#### [What is required]
Look for the word "driveway" in the entries below, then copy every line that has it.

#### [Material supplied]
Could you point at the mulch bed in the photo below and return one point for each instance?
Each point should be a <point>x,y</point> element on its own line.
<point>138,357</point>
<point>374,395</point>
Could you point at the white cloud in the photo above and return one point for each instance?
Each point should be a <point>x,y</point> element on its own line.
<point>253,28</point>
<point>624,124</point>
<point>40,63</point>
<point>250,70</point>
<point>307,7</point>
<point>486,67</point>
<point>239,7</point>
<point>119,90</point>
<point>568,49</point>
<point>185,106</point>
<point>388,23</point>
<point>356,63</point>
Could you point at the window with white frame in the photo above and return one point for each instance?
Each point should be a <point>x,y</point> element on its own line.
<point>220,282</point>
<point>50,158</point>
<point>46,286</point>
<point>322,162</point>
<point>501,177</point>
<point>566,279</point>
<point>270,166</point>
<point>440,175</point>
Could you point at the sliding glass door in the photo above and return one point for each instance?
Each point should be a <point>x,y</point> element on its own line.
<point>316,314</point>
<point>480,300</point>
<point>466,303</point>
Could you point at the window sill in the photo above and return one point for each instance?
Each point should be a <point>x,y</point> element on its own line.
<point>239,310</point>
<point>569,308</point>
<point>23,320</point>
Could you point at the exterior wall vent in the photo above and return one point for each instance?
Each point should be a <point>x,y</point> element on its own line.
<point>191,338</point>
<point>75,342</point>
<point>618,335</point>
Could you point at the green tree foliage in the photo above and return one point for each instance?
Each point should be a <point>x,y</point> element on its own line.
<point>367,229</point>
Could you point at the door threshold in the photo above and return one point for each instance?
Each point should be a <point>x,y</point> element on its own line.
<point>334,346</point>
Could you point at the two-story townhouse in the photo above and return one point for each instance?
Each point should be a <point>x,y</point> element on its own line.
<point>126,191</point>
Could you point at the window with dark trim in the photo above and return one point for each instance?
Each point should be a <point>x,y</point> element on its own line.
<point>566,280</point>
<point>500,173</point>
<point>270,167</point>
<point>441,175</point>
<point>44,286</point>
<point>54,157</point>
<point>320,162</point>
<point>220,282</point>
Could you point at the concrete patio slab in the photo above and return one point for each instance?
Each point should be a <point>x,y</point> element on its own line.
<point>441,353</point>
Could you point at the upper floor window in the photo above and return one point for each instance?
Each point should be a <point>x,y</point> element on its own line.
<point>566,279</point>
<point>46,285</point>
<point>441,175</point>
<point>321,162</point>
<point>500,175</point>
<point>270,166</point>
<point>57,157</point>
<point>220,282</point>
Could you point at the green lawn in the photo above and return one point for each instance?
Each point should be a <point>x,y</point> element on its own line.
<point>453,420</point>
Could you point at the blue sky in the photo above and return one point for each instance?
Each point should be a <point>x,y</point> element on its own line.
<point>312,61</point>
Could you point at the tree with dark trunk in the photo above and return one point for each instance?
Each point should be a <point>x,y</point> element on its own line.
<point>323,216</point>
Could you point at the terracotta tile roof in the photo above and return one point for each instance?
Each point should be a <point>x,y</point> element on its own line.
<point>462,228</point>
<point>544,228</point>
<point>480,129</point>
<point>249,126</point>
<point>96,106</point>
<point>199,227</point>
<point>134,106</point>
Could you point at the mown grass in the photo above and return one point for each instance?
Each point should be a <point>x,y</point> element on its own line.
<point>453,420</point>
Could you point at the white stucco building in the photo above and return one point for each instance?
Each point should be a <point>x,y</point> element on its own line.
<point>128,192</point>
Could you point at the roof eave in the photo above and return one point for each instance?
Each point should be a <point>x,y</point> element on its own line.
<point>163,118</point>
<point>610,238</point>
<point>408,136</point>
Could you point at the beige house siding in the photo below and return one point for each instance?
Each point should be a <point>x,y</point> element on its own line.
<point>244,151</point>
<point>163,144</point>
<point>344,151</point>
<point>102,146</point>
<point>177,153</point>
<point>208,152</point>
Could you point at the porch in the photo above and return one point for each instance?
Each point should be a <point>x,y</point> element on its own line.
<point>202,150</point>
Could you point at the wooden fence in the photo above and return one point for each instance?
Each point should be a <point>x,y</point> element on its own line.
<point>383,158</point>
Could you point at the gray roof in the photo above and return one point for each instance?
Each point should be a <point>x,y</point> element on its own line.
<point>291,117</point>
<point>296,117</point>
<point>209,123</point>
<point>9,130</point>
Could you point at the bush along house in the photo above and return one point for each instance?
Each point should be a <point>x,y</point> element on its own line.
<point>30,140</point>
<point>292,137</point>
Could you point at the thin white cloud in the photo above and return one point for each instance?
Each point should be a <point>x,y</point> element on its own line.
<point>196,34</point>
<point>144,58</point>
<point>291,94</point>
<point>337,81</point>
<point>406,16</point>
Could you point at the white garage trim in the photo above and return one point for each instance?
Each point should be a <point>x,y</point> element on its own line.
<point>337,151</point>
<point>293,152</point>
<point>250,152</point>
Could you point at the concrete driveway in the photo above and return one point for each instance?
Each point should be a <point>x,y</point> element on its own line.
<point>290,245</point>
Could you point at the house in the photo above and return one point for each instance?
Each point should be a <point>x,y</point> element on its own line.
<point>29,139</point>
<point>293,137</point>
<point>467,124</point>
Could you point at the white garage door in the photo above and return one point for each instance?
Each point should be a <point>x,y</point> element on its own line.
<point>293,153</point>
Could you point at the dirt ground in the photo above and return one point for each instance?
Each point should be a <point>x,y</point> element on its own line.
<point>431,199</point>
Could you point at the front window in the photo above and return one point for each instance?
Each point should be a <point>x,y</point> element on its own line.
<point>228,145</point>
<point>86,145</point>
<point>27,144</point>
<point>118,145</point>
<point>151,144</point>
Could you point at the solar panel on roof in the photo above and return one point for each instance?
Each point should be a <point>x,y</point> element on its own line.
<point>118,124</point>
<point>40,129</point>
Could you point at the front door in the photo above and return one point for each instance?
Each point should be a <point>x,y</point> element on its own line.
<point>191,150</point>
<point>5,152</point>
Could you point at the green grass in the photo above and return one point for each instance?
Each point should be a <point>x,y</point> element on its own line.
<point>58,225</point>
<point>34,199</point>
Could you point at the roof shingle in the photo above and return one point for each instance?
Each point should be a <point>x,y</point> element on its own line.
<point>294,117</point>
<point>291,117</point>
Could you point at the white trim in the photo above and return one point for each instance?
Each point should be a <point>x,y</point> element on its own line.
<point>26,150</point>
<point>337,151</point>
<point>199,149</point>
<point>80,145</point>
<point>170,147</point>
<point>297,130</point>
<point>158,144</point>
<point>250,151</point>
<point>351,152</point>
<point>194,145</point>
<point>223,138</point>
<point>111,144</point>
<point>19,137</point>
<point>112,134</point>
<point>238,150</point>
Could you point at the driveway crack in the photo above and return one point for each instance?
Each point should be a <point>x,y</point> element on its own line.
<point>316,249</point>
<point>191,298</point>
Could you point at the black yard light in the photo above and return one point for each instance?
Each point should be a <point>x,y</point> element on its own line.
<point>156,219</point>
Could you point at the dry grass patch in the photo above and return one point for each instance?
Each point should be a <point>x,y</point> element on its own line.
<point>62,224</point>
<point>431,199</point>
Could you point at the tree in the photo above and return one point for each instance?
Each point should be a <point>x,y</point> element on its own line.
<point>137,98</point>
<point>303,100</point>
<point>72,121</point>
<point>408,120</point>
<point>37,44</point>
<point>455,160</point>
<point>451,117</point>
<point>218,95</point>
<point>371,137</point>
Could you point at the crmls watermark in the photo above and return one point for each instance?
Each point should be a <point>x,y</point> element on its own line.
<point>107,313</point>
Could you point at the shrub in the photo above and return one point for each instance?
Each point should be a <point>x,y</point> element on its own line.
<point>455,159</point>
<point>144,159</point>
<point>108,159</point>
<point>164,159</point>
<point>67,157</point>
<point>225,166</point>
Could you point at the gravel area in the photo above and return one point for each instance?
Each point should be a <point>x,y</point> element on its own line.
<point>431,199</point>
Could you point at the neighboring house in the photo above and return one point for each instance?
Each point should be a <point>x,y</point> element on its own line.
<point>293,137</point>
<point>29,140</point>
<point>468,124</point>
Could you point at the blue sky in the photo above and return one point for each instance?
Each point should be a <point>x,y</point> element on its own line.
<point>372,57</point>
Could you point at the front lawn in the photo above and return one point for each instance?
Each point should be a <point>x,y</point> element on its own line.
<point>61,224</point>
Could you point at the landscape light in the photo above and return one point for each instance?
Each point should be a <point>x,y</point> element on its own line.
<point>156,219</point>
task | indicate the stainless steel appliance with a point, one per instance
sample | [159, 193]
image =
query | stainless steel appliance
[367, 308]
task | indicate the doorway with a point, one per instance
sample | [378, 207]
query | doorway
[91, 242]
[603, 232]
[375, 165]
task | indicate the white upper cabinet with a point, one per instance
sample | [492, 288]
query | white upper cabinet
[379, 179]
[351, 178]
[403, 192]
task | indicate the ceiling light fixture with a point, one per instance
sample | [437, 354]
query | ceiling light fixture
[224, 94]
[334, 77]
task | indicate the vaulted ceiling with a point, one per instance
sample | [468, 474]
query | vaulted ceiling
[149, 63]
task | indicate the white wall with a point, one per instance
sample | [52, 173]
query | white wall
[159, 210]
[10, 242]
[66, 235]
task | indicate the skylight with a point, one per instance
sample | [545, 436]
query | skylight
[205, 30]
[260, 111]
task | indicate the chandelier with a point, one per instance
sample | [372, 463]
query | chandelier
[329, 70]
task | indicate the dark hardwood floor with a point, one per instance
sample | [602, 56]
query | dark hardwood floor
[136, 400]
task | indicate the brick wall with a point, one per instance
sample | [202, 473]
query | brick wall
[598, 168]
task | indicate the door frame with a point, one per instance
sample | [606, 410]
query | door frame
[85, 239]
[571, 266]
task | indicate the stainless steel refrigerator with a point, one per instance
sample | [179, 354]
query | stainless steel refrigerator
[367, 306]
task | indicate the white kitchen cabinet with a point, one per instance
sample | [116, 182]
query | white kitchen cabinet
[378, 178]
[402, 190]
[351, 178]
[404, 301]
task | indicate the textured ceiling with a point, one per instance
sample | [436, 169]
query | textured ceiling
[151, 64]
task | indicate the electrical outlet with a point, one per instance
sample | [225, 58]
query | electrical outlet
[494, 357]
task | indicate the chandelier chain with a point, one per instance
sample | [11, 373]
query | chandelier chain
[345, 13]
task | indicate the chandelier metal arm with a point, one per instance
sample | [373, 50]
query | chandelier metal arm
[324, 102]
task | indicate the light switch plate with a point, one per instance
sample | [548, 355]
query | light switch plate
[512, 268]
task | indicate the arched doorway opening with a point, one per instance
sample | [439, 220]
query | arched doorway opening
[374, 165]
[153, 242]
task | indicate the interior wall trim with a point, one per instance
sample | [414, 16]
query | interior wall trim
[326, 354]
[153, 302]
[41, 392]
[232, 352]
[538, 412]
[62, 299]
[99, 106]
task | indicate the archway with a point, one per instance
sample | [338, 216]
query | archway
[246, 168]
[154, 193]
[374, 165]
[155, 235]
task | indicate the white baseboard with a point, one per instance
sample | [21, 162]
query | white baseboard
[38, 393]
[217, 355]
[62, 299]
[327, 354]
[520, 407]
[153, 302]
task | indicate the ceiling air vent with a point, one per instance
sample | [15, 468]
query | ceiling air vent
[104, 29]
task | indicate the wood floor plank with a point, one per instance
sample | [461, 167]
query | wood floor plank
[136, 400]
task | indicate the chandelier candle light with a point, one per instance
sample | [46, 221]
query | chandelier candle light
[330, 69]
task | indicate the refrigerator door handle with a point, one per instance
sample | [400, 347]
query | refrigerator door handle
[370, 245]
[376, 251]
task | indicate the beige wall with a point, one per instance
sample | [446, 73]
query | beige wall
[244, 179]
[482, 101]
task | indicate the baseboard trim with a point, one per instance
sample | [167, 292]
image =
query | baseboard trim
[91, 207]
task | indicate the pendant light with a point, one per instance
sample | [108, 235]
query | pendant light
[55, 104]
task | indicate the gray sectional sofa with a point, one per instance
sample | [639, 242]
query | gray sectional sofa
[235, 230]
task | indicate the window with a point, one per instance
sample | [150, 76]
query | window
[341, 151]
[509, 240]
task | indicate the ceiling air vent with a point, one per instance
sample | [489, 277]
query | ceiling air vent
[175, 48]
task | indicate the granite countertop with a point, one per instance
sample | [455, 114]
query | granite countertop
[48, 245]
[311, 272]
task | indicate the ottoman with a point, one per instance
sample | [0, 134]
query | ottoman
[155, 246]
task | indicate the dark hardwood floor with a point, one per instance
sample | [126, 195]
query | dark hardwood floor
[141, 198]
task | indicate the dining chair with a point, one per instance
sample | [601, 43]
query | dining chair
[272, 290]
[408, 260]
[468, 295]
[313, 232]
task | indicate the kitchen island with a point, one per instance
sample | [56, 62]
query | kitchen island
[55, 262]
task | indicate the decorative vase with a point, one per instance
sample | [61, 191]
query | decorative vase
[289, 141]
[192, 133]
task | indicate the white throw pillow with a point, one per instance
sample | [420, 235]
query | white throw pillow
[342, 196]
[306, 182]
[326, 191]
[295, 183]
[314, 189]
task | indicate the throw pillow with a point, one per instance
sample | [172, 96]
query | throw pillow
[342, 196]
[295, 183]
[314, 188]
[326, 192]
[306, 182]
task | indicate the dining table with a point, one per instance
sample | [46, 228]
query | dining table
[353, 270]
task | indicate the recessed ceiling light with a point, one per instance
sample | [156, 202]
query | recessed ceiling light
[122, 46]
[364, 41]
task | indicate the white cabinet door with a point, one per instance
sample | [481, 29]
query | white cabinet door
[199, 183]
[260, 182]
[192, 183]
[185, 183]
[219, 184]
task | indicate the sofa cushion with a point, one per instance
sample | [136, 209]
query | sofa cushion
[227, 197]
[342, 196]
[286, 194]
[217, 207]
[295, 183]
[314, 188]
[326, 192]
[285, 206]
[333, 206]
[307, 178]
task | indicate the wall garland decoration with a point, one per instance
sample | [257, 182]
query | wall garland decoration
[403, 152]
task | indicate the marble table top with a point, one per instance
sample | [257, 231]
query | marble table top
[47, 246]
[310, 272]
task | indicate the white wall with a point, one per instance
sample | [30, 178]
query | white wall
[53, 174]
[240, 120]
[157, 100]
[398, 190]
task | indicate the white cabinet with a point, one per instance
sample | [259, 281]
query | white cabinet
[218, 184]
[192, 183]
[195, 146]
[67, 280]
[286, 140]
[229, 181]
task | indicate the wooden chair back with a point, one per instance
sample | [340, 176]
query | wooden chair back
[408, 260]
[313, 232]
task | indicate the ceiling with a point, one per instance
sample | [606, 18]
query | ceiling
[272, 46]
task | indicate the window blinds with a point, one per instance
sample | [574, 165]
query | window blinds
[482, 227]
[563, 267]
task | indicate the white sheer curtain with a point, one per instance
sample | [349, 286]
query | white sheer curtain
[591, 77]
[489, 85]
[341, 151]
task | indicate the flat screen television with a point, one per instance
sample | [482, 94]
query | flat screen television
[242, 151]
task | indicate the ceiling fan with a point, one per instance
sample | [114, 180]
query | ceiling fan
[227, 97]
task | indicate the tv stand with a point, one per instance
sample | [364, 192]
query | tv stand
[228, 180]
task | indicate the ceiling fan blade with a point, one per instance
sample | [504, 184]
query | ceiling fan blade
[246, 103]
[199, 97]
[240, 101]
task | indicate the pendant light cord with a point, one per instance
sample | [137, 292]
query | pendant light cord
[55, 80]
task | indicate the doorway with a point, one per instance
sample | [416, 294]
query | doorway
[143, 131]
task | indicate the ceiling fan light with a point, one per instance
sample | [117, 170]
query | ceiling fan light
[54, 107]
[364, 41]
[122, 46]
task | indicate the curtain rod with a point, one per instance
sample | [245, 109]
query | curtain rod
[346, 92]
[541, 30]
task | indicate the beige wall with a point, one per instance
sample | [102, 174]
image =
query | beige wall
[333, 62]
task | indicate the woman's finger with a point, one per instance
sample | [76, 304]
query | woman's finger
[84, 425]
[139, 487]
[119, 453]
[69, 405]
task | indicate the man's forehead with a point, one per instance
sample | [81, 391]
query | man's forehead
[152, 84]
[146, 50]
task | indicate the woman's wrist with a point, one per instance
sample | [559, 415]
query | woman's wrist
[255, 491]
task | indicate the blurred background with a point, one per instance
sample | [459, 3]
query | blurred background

#### [Exercise response]
Could you point at the concrete driveway in the photo above and return one point for each instance?
Could you point at the driveway crack in the photo above and return one point for each instance?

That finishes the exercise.